(Tujuan Latihan): Sajikan entri dari awal hingga baris yang memuat "[119, 0, 1456, 453]", baris itu termasuk, sebagai CSV dua kolom bernama teks dan hasil, satu baris per entri. Isi kolom teks dengan teks entri dan kolom hasil dengan jawabannya, masing-masing dalam satu kolom bertanda kutip dengan jeda baris diganti spasi.
─── Cuplikan Data ───
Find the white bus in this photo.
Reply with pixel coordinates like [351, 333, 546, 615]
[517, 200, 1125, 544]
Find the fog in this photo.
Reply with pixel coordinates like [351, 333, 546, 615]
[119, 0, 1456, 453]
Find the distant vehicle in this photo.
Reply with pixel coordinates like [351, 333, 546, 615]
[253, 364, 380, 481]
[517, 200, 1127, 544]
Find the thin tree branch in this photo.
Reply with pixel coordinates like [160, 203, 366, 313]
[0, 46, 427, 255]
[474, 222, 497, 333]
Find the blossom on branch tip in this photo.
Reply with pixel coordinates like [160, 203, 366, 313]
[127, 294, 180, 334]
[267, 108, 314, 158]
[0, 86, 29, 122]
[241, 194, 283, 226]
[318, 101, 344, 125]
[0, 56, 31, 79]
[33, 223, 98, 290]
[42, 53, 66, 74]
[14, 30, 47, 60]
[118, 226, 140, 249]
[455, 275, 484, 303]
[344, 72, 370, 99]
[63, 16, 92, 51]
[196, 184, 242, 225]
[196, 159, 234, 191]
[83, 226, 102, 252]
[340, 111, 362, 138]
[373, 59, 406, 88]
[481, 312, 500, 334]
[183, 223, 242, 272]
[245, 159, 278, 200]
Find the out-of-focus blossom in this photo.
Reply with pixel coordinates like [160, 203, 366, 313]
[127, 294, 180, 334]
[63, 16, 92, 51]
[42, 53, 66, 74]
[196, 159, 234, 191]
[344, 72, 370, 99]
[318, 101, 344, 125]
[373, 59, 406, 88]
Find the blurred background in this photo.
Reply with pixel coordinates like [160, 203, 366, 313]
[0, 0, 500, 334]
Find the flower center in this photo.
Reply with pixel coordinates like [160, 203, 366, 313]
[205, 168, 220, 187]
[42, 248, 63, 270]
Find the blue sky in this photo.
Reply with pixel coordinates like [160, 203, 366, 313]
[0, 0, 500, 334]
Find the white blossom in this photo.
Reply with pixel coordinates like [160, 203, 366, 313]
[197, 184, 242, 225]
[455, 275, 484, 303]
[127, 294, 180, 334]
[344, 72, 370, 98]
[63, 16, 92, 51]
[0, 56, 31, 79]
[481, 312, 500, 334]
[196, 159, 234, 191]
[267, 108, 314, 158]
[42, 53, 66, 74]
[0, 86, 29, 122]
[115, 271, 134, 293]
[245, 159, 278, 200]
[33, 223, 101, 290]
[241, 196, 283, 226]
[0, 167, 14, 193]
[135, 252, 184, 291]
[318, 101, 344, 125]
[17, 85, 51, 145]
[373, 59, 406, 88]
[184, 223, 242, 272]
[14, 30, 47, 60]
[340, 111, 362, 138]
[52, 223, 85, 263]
───
(Jawaban Latihan):
teks,hasil
"Find the white bus in this photo. Reply with pixel coordinates like [351, 333, 546, 615]","[517, 200, 1125, 544]"
"Find the fog in this photo. Reply with pixel coordinates like [351, 333, 546, 615]","[119, 0, 1456, 453]"